[DATA Boundary: Start]
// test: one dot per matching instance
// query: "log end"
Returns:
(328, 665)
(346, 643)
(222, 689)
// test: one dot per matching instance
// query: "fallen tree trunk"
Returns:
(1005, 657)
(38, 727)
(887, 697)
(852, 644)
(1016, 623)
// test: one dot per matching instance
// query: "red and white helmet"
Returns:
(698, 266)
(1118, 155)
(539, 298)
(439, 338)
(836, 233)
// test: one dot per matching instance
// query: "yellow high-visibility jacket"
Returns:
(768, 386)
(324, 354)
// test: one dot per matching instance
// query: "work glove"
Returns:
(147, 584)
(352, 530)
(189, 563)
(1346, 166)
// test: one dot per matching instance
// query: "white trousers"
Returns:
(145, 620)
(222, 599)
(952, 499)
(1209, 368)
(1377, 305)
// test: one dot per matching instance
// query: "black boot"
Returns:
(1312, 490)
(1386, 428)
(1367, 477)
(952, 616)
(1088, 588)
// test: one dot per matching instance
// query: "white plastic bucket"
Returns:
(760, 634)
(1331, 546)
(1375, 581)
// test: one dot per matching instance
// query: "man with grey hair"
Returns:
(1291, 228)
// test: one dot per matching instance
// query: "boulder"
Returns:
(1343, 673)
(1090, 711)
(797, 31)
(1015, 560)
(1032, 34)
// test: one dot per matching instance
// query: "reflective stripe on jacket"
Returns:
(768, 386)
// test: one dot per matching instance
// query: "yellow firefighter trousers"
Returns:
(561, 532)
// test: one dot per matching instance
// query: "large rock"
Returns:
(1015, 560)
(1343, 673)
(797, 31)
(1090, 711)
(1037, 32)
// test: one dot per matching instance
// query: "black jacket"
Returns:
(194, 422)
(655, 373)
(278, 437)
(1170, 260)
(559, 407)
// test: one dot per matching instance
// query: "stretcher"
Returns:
[DATA Boundary: End]
WHAT IS NEEDED:
Read the entries and show each line that mentions "jacket".

OUTPUT BELOW:
// query: "yellow high-visibility jacket"
// query: "reflective stripe on jacket"
// query: "black jacket"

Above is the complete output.